SHORT EXERCISE =
Please rewrite the data from its start through the line containing "<point>416,127</point>", putting "brick wall" wherever "stone wall" appears and leaving everything else unchanged.

MATERIAL SUPPLIED =
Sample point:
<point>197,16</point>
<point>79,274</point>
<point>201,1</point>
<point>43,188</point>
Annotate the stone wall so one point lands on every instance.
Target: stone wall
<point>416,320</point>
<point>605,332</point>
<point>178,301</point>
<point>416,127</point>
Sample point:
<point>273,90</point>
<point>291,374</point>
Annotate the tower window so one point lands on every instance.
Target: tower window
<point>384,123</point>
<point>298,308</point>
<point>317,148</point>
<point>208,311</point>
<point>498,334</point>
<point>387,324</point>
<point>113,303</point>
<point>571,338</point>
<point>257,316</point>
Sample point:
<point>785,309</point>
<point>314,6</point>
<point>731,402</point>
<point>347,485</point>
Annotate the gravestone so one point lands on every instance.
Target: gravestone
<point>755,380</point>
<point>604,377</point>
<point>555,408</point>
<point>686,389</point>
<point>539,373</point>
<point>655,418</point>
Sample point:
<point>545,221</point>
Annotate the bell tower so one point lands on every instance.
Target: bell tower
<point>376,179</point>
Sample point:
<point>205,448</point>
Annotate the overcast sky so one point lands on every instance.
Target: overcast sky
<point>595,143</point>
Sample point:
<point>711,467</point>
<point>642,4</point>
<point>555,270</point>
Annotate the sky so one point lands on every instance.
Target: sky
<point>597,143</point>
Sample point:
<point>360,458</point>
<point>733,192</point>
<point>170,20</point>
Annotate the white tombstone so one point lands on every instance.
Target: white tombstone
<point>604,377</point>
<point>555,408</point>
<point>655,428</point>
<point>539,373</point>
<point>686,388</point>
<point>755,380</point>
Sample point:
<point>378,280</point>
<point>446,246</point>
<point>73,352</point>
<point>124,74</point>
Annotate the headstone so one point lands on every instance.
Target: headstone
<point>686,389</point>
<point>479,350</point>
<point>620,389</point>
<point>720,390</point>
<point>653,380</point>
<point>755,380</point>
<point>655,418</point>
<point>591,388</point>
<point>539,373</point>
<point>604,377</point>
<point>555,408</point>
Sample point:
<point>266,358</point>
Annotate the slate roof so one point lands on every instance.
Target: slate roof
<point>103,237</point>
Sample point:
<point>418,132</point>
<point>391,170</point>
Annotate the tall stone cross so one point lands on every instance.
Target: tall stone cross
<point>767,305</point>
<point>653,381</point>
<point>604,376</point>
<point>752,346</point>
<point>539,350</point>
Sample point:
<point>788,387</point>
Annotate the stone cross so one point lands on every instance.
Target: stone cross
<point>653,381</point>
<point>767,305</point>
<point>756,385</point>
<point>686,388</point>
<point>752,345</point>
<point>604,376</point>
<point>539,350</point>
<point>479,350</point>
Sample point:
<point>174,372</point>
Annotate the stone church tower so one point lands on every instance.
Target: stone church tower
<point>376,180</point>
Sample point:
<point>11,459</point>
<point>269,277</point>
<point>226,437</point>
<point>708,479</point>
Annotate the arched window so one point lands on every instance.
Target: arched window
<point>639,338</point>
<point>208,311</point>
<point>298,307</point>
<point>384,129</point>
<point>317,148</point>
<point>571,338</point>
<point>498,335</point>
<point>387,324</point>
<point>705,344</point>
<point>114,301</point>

THE ANSWER =
Sample point:
<point>197,16</point>
<point>79,274</point>
<point>201,1</point>
<point>43,188</point>
Annotate the brick wall so one point lands on every instance.
Target: brick wall
<point>416,320</point>
<point>605,332</point>
<point>178,301</point>
<point>416,127</point>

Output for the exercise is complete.